■ **Dataset rows**:
===

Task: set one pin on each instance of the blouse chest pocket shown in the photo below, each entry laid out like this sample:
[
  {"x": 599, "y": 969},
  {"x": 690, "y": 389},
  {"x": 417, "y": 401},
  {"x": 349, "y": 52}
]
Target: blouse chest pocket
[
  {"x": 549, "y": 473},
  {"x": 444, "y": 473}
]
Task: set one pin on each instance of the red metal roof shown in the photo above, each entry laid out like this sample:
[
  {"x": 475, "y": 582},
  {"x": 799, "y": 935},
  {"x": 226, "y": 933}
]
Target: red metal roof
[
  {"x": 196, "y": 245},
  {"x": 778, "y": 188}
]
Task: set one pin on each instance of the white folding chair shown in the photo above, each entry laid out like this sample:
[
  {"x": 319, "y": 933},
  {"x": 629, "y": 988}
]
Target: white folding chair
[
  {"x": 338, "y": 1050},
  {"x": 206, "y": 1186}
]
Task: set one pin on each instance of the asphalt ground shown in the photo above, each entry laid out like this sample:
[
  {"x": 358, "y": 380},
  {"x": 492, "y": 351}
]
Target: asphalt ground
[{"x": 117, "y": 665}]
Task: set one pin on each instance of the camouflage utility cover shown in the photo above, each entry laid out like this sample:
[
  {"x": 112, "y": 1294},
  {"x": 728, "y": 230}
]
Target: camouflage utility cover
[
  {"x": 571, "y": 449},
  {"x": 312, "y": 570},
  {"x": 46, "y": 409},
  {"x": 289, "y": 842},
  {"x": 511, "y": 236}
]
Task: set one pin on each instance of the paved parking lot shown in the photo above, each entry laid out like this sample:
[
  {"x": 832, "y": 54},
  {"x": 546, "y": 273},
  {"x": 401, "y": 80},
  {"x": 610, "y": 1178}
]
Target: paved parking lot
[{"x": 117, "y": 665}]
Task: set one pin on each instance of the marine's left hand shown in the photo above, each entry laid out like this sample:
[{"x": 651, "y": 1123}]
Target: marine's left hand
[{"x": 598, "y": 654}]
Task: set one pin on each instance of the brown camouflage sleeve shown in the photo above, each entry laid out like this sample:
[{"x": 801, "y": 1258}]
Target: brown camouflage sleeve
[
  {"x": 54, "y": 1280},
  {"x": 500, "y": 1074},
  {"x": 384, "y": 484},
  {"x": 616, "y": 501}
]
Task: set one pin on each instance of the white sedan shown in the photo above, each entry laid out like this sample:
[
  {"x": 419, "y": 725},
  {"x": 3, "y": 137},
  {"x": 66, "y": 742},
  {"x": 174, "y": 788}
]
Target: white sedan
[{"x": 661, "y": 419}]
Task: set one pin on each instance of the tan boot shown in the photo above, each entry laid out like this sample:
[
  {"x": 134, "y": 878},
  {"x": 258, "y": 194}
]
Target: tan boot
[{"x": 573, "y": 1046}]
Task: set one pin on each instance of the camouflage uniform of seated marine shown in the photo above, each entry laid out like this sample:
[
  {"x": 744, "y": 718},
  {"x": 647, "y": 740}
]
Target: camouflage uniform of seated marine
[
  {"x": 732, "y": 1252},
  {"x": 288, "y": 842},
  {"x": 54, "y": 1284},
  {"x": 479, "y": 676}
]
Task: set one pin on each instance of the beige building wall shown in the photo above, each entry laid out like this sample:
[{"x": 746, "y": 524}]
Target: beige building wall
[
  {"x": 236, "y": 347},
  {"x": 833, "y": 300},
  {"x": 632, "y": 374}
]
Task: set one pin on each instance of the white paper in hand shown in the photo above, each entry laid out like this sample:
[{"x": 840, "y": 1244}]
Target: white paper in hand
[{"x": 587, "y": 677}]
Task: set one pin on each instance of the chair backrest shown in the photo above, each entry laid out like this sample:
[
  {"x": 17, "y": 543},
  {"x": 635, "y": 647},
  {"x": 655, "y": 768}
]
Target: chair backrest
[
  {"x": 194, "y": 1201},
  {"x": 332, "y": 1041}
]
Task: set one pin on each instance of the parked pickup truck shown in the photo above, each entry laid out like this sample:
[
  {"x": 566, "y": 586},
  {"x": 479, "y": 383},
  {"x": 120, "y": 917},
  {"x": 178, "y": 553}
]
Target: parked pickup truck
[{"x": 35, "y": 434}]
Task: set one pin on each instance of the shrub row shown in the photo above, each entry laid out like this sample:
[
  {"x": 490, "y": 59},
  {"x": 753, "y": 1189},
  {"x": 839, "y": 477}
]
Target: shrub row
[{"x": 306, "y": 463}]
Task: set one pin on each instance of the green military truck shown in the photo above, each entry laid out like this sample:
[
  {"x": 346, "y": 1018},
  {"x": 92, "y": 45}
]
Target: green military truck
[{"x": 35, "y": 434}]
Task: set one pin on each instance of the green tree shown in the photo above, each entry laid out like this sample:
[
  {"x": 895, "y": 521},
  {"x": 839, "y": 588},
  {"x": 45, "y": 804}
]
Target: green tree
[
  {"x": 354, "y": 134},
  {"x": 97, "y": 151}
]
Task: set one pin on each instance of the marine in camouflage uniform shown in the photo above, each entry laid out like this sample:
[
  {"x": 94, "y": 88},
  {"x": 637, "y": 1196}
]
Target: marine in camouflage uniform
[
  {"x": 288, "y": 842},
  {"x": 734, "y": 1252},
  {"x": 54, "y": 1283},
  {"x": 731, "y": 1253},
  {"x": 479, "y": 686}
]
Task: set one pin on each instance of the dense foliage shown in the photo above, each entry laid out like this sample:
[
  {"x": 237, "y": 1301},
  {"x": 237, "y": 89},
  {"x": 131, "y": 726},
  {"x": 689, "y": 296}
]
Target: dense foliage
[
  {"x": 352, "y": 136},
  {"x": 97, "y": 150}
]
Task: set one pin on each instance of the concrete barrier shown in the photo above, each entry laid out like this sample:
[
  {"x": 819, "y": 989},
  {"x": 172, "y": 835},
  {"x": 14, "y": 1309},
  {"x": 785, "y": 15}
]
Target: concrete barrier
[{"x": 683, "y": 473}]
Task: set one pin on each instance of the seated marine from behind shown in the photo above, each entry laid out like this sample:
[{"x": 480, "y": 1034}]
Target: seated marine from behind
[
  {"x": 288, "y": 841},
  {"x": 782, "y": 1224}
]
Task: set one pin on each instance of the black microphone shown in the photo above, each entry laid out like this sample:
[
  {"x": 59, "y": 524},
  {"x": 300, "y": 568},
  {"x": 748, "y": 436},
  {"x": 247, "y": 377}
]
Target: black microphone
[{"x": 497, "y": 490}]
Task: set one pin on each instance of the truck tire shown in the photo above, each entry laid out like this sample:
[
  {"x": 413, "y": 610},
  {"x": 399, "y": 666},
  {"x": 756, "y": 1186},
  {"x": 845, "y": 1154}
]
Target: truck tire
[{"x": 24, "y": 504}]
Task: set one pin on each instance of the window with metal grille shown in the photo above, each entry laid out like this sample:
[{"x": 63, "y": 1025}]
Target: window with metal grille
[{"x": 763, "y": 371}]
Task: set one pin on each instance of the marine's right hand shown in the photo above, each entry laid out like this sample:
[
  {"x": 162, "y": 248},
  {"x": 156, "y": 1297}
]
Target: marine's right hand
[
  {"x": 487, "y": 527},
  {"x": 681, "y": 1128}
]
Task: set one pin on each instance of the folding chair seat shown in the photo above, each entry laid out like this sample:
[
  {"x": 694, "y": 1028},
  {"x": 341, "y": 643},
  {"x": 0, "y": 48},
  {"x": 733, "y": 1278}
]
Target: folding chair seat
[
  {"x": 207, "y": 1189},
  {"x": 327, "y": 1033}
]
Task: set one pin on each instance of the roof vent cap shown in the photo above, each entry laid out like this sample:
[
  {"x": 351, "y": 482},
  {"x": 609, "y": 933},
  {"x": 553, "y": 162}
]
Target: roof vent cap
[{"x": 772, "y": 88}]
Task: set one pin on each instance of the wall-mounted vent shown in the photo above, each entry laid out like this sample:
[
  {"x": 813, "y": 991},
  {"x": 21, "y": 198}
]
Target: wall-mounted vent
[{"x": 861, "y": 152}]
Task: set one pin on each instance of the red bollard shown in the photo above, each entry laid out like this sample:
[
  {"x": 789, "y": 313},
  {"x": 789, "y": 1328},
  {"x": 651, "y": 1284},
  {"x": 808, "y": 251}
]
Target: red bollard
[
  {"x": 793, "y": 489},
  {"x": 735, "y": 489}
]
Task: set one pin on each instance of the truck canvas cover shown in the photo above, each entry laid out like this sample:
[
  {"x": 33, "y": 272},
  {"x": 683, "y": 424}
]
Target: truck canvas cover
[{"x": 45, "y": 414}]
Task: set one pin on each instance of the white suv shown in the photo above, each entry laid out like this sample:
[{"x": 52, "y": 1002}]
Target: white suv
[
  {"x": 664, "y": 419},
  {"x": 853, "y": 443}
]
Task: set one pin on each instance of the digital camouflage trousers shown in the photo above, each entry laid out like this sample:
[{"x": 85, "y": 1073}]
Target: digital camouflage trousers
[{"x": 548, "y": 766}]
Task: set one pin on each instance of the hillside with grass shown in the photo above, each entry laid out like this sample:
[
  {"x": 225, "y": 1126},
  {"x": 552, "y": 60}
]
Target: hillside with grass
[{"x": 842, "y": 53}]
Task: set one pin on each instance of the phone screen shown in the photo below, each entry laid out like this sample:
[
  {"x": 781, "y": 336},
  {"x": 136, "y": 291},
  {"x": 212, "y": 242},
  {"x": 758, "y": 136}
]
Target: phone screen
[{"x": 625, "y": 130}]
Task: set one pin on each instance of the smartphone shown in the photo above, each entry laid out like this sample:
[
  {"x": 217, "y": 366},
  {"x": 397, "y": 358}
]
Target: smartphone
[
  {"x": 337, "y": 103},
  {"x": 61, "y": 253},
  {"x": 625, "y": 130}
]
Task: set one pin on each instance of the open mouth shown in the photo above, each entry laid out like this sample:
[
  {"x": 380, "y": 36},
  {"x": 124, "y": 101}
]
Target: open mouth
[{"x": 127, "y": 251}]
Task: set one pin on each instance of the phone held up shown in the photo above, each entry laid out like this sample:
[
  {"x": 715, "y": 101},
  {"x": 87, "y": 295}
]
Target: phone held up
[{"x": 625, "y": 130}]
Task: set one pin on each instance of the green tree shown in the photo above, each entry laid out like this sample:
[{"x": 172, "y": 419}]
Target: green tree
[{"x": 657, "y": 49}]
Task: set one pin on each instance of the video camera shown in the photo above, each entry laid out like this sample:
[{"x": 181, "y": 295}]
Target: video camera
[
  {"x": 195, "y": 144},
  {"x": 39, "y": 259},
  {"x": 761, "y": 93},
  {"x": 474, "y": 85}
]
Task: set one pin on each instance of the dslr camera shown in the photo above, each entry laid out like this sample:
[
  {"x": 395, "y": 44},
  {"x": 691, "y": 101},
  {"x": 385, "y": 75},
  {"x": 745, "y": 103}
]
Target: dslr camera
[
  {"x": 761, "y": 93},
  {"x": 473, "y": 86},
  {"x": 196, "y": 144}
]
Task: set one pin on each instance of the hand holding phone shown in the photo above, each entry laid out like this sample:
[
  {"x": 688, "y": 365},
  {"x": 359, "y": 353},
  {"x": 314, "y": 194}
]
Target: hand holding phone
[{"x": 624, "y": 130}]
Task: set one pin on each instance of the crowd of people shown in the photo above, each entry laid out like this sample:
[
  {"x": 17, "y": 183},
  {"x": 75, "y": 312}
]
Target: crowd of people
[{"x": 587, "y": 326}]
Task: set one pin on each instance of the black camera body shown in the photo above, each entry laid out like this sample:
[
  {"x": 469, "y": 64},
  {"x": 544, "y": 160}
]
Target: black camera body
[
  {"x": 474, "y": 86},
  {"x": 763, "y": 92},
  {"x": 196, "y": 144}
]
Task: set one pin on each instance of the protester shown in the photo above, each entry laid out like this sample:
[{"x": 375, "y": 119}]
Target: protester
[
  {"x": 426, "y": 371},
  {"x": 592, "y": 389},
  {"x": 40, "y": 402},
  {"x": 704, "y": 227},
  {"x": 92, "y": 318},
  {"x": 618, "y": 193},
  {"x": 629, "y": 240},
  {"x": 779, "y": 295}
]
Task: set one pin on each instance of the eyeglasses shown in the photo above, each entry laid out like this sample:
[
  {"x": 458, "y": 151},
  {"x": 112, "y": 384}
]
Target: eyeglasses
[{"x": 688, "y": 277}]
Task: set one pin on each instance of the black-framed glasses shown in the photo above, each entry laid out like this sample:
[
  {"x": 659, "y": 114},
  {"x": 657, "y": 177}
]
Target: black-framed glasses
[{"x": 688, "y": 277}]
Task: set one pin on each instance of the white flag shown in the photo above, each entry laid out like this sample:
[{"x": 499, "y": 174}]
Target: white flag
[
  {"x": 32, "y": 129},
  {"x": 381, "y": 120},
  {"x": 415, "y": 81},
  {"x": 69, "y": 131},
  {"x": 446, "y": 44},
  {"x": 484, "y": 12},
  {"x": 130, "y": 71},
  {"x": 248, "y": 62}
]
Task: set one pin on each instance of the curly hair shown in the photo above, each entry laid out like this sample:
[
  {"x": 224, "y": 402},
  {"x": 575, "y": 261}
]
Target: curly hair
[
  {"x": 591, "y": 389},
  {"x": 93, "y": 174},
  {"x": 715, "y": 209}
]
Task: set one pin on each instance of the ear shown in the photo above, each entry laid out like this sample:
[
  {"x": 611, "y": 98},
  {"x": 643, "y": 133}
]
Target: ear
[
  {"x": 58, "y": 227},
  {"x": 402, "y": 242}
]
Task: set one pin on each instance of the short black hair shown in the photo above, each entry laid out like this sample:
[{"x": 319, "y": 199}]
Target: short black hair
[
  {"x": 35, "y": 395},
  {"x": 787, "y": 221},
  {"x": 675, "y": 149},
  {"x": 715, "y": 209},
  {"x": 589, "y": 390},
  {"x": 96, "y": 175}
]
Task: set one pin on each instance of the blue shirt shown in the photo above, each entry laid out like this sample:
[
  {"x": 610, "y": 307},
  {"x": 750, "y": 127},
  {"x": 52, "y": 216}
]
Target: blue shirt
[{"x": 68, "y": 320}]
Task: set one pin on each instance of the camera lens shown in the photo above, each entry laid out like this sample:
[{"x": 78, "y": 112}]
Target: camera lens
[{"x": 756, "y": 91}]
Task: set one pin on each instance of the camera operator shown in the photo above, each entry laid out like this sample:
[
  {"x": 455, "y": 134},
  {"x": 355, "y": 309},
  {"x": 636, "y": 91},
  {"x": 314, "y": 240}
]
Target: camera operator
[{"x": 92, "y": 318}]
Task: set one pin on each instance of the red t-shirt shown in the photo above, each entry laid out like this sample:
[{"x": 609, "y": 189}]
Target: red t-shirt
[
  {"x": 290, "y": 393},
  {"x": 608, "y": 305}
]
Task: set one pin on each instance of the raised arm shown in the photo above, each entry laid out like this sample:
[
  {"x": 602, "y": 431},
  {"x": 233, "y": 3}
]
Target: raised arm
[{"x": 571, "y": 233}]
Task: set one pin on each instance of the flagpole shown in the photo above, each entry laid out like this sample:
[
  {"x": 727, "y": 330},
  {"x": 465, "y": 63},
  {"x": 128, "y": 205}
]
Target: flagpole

===

■ **Problem requirements**: Transcribe, word for word, every line from the one containing "Task: set one pin on each instance of the short" through the final line of the entries, and nothing else.

■ **Task answer**:
Task: set one pin on each instance of the short black hair shown in the photo above, each entry laid out like this sample:
[{"x": 319, "y": 199}]
Target: short black hair
[
  {"x": 35, "y": 395},
  {"x": 787, "y": 221},
  {"x": 675, "y": 149},
  {"x": 715, "y": 209},
  {"x": 589, "y": 390},
  {"x": 96, "y": 175}
]
Task: set one pin on each instance of the blue shirt shown in the photo above, each entry laid out like this sample:
[
  {"x": 610, "y": 307},
  {"x": 750, "y": 127},
  {"x": 52, "y": 216}
]
Target: blue shirt
[{"x": 68, "y": 320}]
Task: set one pin on each instance of the camera lens shown in the photo above, each entry laid out like this sample:
[{"x": 78, "y": 112}]
Target: camera lens
[{"x": 756, "y": 91}]
Task: set one pin on each instance of the camera operator shown in the photo above, each entry laid out like this sample:
[
  {"x": 455, "y": 134},
  {"x": 355, "y": 309},
  {"x": 636, "y": 91},
  {"x": 314, "y": 240}
]
Target: camera operator
[{"x": 92, "y": 318}]
Task: set one pin on each instance of the red t-shirt shown in the photo above, each entry laid out like this sample:
[{"x": 609, "y": 189}]
Target: red t-shirt
[
  {"x": 290, "y": 393},
  {"x": 608, "y": 305}
]
Task: set one pin on each instance of the raised arm shown in the photo above, each entry laid out like this sample:
[
  {"x": 602, "y": 431},
  {"x": 233, "y": 3}
]
Target: raised arm
[{"x": 571, "y": 233}]
Task: set one pin on each instance of the flagpole shown in the photo above, each entry laid out like this sample:
[
  {"x": 727, "y": 330},
  {"x": 465, "y": 63},
  {"x": 128, "y": 205}
]
Target: flagpole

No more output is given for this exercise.